Given records:
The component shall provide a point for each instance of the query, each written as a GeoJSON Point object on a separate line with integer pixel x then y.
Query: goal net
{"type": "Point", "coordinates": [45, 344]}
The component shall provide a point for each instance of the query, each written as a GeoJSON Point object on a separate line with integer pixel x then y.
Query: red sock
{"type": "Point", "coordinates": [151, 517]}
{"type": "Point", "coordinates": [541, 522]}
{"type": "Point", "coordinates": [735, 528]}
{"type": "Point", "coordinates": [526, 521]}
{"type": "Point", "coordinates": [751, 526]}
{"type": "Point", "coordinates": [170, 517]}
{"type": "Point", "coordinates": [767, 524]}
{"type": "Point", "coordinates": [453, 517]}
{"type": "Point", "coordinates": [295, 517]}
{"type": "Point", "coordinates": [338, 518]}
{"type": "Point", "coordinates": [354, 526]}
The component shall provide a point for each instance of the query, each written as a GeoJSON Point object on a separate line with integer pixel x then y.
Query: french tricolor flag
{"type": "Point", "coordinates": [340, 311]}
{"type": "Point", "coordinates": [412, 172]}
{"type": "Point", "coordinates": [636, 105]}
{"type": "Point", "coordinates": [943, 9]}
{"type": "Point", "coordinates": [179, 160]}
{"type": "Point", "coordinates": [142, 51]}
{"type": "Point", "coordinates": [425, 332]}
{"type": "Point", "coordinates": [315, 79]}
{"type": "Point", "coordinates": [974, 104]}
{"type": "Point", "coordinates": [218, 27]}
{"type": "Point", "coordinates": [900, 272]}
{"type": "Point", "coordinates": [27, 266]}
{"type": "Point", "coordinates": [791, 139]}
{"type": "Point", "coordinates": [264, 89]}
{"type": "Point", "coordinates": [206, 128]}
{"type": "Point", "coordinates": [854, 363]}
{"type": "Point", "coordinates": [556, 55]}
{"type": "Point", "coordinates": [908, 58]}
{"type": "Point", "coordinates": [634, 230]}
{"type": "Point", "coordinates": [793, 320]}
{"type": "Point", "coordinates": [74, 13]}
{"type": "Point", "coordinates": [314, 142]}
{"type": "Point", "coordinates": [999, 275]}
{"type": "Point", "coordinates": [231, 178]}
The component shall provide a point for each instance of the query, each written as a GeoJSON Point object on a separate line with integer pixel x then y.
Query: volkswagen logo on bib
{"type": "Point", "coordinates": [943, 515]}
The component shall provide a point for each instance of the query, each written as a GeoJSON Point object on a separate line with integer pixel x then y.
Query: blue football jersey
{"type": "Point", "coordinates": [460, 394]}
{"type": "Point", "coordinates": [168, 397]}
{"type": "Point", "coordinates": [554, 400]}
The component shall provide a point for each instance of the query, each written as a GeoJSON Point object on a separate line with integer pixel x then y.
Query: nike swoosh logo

Work to complete: Could all of the entries be retyped word for word?

Solution for this exercise:
The component shall provide a point for each instance of the query, each written as a GeoJSON Point object on a separate line with integer pixel x then y.
Query: goal net
{"type": "Point", "coordinates": [45, 344]}
The component shall provide a point for each instance of the query, each written as a GeoJSON Point object on a separate line with integer pixel x then y.
Query: red sock
{"type": "Point", "coordinates": [151, 517]}
{"type": "Point", "coordinates": [541, 522]}
{"type": "Point", "coordinates": [735, 528]}
{"type": "Point", "coordinates": [526, 521]}
{"type": "Point", "coordinates": [751, 526]}
{"type": "Point", "coordinates": [170, 517]}
{"type": "Point", "coordinates": [767, 524]}
{"type": "Point", "coordinates": [453, 517]}
{"type": "Point", "coordinates": [295, 517]}
{"type": "Point", "coordinates": [338, 518]}
{"type": "Point", "coordinates": [354, 526]}
The component shall provide a point for each instance of the query, each written as a GeoJSON Point object on a separate line with integer pixel x then y.
Query: french tricolor flag
{"type": "Point", "coordinates": [340, 311]}
{"type": "Point", "coordinates": [412, 172]}
{"type": "Point", "coordinates": [636, 105]}
{"type": "Point", "coordinates": [943, 9]}
{"type": "Point", "coordinates": [179, 160]}
{"type": "Point", "coordinates": [142, 51]}
{"type": "Point", "coordinates": [425, 332]}
{"type": "Point", "coordinates": [315, 79]}
{"type": "Point", "coordinates": [974, 104]}
{"type": "Point", "coordinates": [218, 27]}
{"type": "Point", "coordinates": [900, 272]}
{"type": "Point", "coordinates": [27, 266]}
{"type": "Point", "coordinates": [791, 139]}
{"type": "Point", "coordinates": [264, 89]}
{"type": "Point", "coordinates": [206, 128]}
{"type": "Point", "coordinates": [854, 363]}
{"type": "Point", "coordinates": [556, 55]}
{"type": "Point", "coordinates": [908, 58]}
{"type": "Point", "coordinates": [634, 230]}
{"type": "Point", "coordinates": [793, 320]}
{"type": "Point", "coordinates": [74, 13]}
{"type": "Point", "coordinates": [314, 142]}
{"type": "Point", "coordinates": [999, 275]}
{"type": "Point", "coordinates": [231, 178]}
The component shall provide a point for each instance of the query, each written as a GeoJSON Point object on a separate line with integer pixel x then y.
Query: volkswagen logo on bib
{"type": "Point", "coordinates": [943, 515]}
The component shall provide a point for each instance of the query, each written as a GeoJSON Point object on a separate line with integer pixel x then y.
Query: blue football jersey
{"type": "Point", "coordinates": [460, 394]}
{"type": "Point", "coordinates": [168, 397]}
{"type": "Point", "coordinates": [554, 400]}
The component shall provide a point for each instance of the query, each written as a GeoJSON Point object on a separate line with integer pixel x then y.
Query: nike swoosh logo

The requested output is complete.